[START OF Source document]
For your jumper wire to the alternator you can add an inline 1156 or 3156 light bulb. It provides enough resistance to safely do the job. But I think you'll find it charges just fine with the jumper on so that won't really tell you much.

Let us know what you come up with on the details...


----------



## Thermos017 (Dec 16, 2009)

*It's alive!!!*

i believe i have tracked down the problem to the gauge cluster. i removed it to check the connection and noticed that you can easily move the assembly left and right about a 1/4 inch. if the unit is shifted too far one way or the other, it will blow the guage fuse. also, i believe the offset plug was allowing the shifter position light for reverse to send the signal to the alternator to start charging. after carefully aligning the pins in the connector attatched to the dash with the cluster, and ensuring the screws were as tight as possible without stripping them, the charging seems to be working just fine now.

I've also performed some of the upgrade ideas for the charging system that i read about on the dual battery setup thread. i'll be posting pics of my setup on that forum after work tonight.


----------



## B&B (Nov 4, 2006)

The cluster and/or its connection is what I was leading up to with having you pull the B/U lamp fuse. The exciter wire goes from the alternator DIRECTLY to the instrument cluster, through the connector of course and to the charge indicator...but would you like to take a guess as to what else is also on the circuit that feeds 12V to gauge fuse? 

Yep, the same circuit that feeds the B/U lamp fuse.


----------
[END OF Source document]
[START OF Data extract]
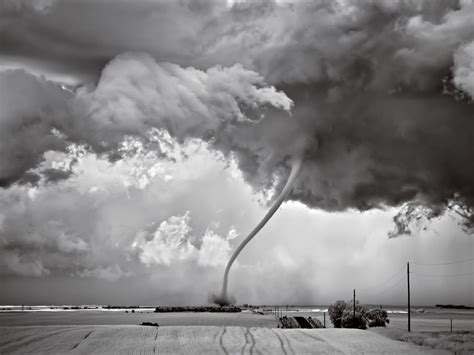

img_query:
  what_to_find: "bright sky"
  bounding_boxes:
[0,0,474,305]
[END OF Data extract]
* [Exercise instructions]:
**a)** In the forum thread on the charging problem, which light bulbs can be added inline on the jumper wire to the alternator?
**b)** Please translate this sentence from the forum thread on the charging problem into Spanish: "It provides enough resistance to safely do the job."

* [Solutions per task]:
**a)** An 1156 or 3156 bulb.

**b)** Proporciona suficiente resistencia para hacer el trabajo de forma segura.